Data shown:
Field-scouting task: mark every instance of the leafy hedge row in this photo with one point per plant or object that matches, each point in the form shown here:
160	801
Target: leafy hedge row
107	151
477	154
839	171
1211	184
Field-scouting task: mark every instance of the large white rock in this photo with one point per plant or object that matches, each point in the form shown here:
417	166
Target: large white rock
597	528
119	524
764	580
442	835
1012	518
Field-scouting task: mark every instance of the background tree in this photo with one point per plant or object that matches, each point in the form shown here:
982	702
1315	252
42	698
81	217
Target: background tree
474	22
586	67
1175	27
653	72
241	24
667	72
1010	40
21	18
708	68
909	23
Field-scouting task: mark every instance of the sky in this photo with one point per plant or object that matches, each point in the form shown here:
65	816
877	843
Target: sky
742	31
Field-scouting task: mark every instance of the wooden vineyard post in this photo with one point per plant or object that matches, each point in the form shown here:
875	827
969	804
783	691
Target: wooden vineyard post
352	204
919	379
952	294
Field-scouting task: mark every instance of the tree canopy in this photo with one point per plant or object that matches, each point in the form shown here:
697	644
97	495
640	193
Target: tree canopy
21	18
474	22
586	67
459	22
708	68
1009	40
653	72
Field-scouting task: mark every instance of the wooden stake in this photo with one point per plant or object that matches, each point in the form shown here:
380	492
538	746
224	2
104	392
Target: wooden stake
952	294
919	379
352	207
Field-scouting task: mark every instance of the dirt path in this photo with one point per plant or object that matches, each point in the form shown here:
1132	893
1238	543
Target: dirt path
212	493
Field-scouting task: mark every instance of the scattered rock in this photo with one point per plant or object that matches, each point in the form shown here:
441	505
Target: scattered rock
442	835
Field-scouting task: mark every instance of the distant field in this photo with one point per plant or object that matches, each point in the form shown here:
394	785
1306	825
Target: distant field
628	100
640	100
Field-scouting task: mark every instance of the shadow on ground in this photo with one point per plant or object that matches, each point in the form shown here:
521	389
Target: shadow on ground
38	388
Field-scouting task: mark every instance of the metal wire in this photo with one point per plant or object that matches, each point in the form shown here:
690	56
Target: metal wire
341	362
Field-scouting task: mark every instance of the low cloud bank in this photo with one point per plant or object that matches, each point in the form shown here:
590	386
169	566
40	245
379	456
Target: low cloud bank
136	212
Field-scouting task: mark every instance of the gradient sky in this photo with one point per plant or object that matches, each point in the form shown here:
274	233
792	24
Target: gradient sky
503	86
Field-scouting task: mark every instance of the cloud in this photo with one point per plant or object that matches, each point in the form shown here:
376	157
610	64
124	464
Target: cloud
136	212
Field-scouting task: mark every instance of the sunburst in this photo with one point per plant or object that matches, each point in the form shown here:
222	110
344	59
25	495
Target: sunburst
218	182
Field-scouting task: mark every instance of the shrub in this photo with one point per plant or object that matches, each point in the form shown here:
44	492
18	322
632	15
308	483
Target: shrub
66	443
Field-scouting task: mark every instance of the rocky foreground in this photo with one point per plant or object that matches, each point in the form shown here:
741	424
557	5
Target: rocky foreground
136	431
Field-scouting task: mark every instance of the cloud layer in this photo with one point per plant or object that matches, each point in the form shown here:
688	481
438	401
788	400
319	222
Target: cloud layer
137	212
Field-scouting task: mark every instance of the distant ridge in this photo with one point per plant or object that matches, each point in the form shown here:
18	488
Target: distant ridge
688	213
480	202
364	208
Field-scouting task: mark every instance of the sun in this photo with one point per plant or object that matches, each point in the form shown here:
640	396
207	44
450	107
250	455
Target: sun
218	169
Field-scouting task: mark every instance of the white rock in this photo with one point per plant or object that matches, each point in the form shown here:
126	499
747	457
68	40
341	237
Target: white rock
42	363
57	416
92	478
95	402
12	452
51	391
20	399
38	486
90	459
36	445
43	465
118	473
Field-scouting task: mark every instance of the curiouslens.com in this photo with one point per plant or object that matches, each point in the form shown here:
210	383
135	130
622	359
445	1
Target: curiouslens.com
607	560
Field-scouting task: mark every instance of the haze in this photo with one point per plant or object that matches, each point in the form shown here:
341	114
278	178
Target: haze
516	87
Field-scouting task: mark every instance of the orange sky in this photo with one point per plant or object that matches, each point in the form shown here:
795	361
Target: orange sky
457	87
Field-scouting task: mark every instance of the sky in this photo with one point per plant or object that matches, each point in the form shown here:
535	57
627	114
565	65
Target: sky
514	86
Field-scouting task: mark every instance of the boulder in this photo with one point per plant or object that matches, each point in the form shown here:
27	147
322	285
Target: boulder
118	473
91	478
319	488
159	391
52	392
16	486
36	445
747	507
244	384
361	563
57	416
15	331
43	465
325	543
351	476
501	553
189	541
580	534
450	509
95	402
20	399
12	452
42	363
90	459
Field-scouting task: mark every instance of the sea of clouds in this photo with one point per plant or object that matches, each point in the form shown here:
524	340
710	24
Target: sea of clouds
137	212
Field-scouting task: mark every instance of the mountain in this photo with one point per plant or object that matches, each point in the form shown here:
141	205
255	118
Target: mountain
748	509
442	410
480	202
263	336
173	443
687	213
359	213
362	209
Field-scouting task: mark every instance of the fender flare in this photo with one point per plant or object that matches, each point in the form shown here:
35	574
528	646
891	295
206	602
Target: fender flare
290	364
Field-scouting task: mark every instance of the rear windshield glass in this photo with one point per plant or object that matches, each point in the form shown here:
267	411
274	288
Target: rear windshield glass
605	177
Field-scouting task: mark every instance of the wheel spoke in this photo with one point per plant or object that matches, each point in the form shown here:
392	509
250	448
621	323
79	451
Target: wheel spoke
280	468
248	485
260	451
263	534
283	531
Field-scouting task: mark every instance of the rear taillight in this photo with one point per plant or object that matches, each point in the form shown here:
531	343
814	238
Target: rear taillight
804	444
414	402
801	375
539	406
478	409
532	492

The problem: Convert all of the lines above into a Markdown table with two columns, Row and Line. Number each row in order and leave out any blank lines.

Answer in full:
| Row | Line |
|---|---|
| 1 | Field-scouting task: mark every instance of the leafy hedge row in this photo with one point per plant or object that matches, each point in the form shown here: |
| 2 | 160	801 |
| 3 | Target: leafy hedge row |
| 4 | 107	151 |
| 5 | 477	154 |
| 6 | 839	171 |
| 7 | 1211	184 |
| 8 | Field-scouting task: mark every instance of the large white rock in this photo with one point per plant or object that matches, each point in the form shown here: |
| 9 | 417	166 |
| 10 | Target: large white rock |
| 11 | 597	528 |
| 12 | 119	524 |
| 13 | 764	580 |
| 14 | 442	835 |
| 15 | 1012	518 |
| 16 | Field-scouting task: mark every instance of the background tree in this photo with one point per plant or object that matches, each point in the form shown here: |
| 17 | 982	702 |
| 18 | 1315	252 |
| 19 | 42	698 |
| 20 | 81	217 |
| 21 | Target: background tree |
| 22 | 474	22 |
| 23 | 586	67 |
| 24 | 1175	27 |
| 25 | 653	72 |
| 26 | 241	24 |
| 27 | 667	72 |
| 28 | 1010	40 |
| 29 | 21	18 |
| 30 | 708	68 |
| 31 | 909	23 |
| 32 | Field-scouting task: mark every instance of the sky in this photo with one point per plant or object that matches, each point in the form shown here: |
| 33 | 65	816 |
| 34 | 877	843 |
| 35 | Target: sky |
| 36 | 742	31 |
| 37 | Field-scouting task: mark every instance of the wooden vineyard post in this photo with one point per plant or object that matches, each point in the form shown here: |
| 38 | 875	827 |
| 39 | 969	804 |
| 40 | 783	691 |
| 41 | Target: wooden vineyard post |
| 42 | 352	204 |
| 43 | 919	379 |
| 44 | 952	294 |
| 45 | Field-scouting task: mark every instance of the tree canopy in this photo with one point per plant or object that matches, each point in the form shown here: |
| 46 | 697	644 |
| 47 | 97	495 |
| 48 | 640	193 |
| 49 | Target: tree canopy |
| 50 | 21	18 |
| 51 | 474	22 |
| 52 | 586	67 |
| 53 | 459	22 |
| 54 | 708	68 |
| 55 | 1009	40 |
| 56 | 653	72 |
| 57 | Field-scouting task: mark every instance of the wooden stake in this photo with one point per plant or object that matches, each point in the form shown here: |
| 58 | 380	492 |
| 59 | 538	746 |
| 60 | 224	2 |
| 61 | 104	392 |
| 62 | Target: wooden stake |
| 63 | 952	294 |
| 64 | 919	379 |
| 65 | 352	207 |
| 66 | Field-scouting task: mark every instance of the dirt path in this photo with one point per plant or object that matches, each point in the form shown here: |
| 67 | 1132	893 |
| 68 | 1238	543 |
| 69 | Target: dirt path |
| 70 | 212	493 |
| 71 | Field-scouting task: mark every instance of the scattered rock in this photo with one point per plant or object that matches, each point in the form shown here: |
| 72 | 441	505 |
| 73 | Target: scattered rock |
| 74 | 442	835 |
| 75 | Field-scouting task: mark every instance of the distant field in this photo with one point per plant or object that matches, each point in the form shown here: |
| 76 | 394	785 |
| 77 | 1306	825 |
| 78 | Target: distant field |
| 79 | 628	100 |
| 80 | 640	100 |
| 81 | Field-scouting task: mark every instance of the shadow on ground in this photo with one point per plant or object that matches, each point in the form shown here: |
| 82 | 521	389 |
| 83 | Target: shadow on ground |
| 84 | 38	388 |
| 85 | Field-scouting task: mark every instance of the metal wire in this photo with one point per plant or object that matches, each point in the form shown here: |
| 86 | 690	56 |
| 87 | Target: metal wire |
| 88 | 341	362 |
| 89 | Field-scouting task: mark every instance of the low cloud bank in this photo with one point per plant or object that matches, each point in the form shown here: |
| 90 | 590	386 |
| 91 | 169	566 |
| 92 | 40	245 |
| 93 | 379	456 |
| 94 | Target: low cloud bank |
| 95 | 136	212 |
| 96 | Field-scouting task: mark every instance of the gradient sky in this photo with one point per plant or object that matches, each point in the form shown here: |
| 97 | 274	233 |
| 98 | 792	24 |
| 99 | Target: gradient sky |
| 100 | 503	86 |
| 101 | Field-scouting task: mark every instance of the cloud in this photo with one point per plant or object that matches, each point in the form shown here: |
| 102 | 376	157 |
| 103 | 610	64 |
| 104 | 124	464 |
| 105 | Target: cloud |
| 106 | 136	212 |
| 107 | Field-scouting task: mark every instance of the sunburst in this photo with one point per plant or object that matches, each point in the form shown here: |
| 108 | 222	110 |
| 109 | 344	59 |
| 110 | 25	495 |
| 111 | Target: sunburst |
| 112 | 218	182 |
| 113 | Field-scouting task: mark every instance of the shrub in this photo with one point per plant or object that matches, each point in the form shown here: |
| 114 | 44	492 |
| 115 | 18	322 |
| 116 | 632	15 |
| 117 | 308	483 |
| 118 | Target: shrub |
| 119 | 66	443 |
| 120 | Field-scouting task: mark every instance of the rocky foreground in this photo with one point per plant or object that matches, each point in the form shown here: |
| 121 | 741	424 |
| 122 | 557	5 |
| 123 | Target: rocky foreground |
| 124 | 136	431 |
| 125 | Field-scouting task: mark every instance of the cloud layer in this photo with one point per plant or object that matches, each point in the form shown here: |
| 126 | 688	481 |
| 127 | 438	401 |
| 128 | 788	400 |
| 129 | 319	222 |
| 130 | Target: cloud layer |
| 131 | 137	212 |
| 132 | Field-scouting task: mark every instance of the distant ridge in this photo with one point per plant or object that matches, each point in the form shown here: |
| 133 | 18	488 |
| 134 | Target: distant ridge |
| 135 | 688	213 |
| 136 | 480	202 |
| 137 | 364	208 |
| 138 | Field-scouting task: mark every instance of the sun in this photo with one point per plant or object that matches, each point in the form shown here: |
| 139 | 640	396 |
| 140 | 207	44 |
| 141 | 450	107 |
| 142 | 250	455 |
| 143 | Target: sun |
| 144 | 218	169 |
| 145 | Field-scouting task: mark every instance of the white rock in this photo with one point per plant or object that matches, each point in the form shown here: |
| 146 | 126	499 |
| 147 | 747	457 |
| 148 | 68	40 |
| 149 | 341	237 |
| 150 | Target: white rock |
| 151 | 42	363 |
| 152 | 57	416 |
| 153 | 92	478 |
| 154 | 95	402 |
| 155 | 12	452 |
| 156 | 51	391 |
| 157 | 20	399 |
| 158 | 38	486 |
| 159 | 90	459 |
| 160 | 36	445 |
| 161 | 43	465 |
| 162 | 118	473 |
| 163 | Field-scouting task: mark every instance of the curiouslens.com in this photo with one point per plant or object that matches, each point in the form shown here: |
| 164 | 210	383 |
| 165 | 135	130 |
| 166 | 622	359 |
| 167 | 445	1 |
| 168 | Target: curiouslens.com |
| 169 | 607	560 |
| 170 | Field-scouting task: mark every instance of the haze in this photo with one point per plant or object that matches, each point in the form shown here: |
| 171 | 341	114 |
| 172 | 278	178 |
| 173 | Target: haze |
| 174 | 516	87 |
| 175 | Field-scouting task: mark every instance of the orange sky in this photo with one point per plant or object that matches, each point in the form shown here: |
| 176 | 795	361 |
| 177 | Target: orange sky |
| 178 | 457	87 |
| 179 | Field-scouting task: mark every instance of the sky in this photo with one point per plant or object that matches, each point in the form shown here: |
| 180 | 535	57 |
| 181 | 627	114 |
| 182 | 565	65 |
| 183 | Target: sky |
| 184 | 514	86 |
| 185 | Field-scouting task: mark every instance of the boulder in this photo with one point per plant or object that matches, each point in the form shown here: |
| 186 | 27	147 |
| 187 | 322	285 |
| 188 | Target: boulder |
| 189 | 118	473 |
| 190 | 91	478 |
| 191 | 319	488 |
| 192 | 159	391 |
| 193 | 52	392 |
| 194 | 16	486 |
| 195 | 36	445 |
| 196 | 747	507 |
| 197 | 244	384 |
| 198 | 361	563 |
| 199 | 57	416 |
| 200 | 15	331 |
| 201 | 43	465 |
| 202 | 325	543 |
| 203 | 351	476 |
| 204 | 501	553 |
| 205 | 189	541 |
| 206 | 580	534 |
| 207 | 450	509 |
| 208 | 95	402 |
| 209 | 20	399 |
| 210 | 12	452 |
| 211 | 42	363 |
| 212 | 90	459 |
| 213 | Field-scouting task: mark every instance of the sea of clouds in this photo with one point per plant or object that matches, each point in the form shown here: |
| 214 | 524	340 |
| 215 | 710	24 |
| 216 | Target: sea of clouds |
| 217 | 137	212 |
| 218 | Field-scouting task: mark every instance of the mountain in this photo with one point per plant or object that matches, each point in the form shown here: |
| 219 | 141	205 |
| 220 | 255	118 |
| 221 | Target: mountain |
| 222 | 748	509 |
| 223 | 442	410 |
| 224 | 480	202 |
| 225 | 263	336 |
| 226 | 173	443 |
| 227 | 687	213 |
| 228 | 359	213 |
| 229 | 362	209 |
| 230 | Field-scouting task: mark every instance of the fender flare in this photo with one point per plant or object that matches, each point in the form shown here: |
| 231 | 35	574 |
| 232 | 528	646 |
| 233 | 891	295 |
| 234 | 206	602 |
| 235 | Target: fender flare |
| 236 | 290	364 |
| 237 | Field-scouting task: mark every instance of the rear windshield glass in this photo with one point per plant or object that matches, each point in the form shown here: |
| 238 | 267	411 |
| 239 | 274	288 |
| 240 | Target: rear windshield glass |
| 241 | 605	177 |
| 242 | Field-scouting task: mark every instance of the wheel spoke in this photo with one point per plant or object that matches, each point in the form shown here: |
| 243 | 392	509 |
| 244 | 250	448 |
| 245 | 621	323 |
| 246 | 79	451 |
| 247 | Target: wheel spoke |
| 248 | 280	468 |
| 249 | 248	485 |
| 250 | 260	451 |
| 251 | 263	534 |
| 252 | 283	531 |
| 253 | Field-scouting task: mark every instance of the rear taillight in this photo with one point per plant or object that matches, each point in the form shown here: |
| 254 | 531	343 |
| 255 | 814	238 |
| 256 | Target: rear taillight |
| 257 | 804	444 |
| 258 | 414	402 |
| 259 | 801	375 |
| 260 | 539	406 |
| 261 | 478	409 |
| 262 | 532	492 |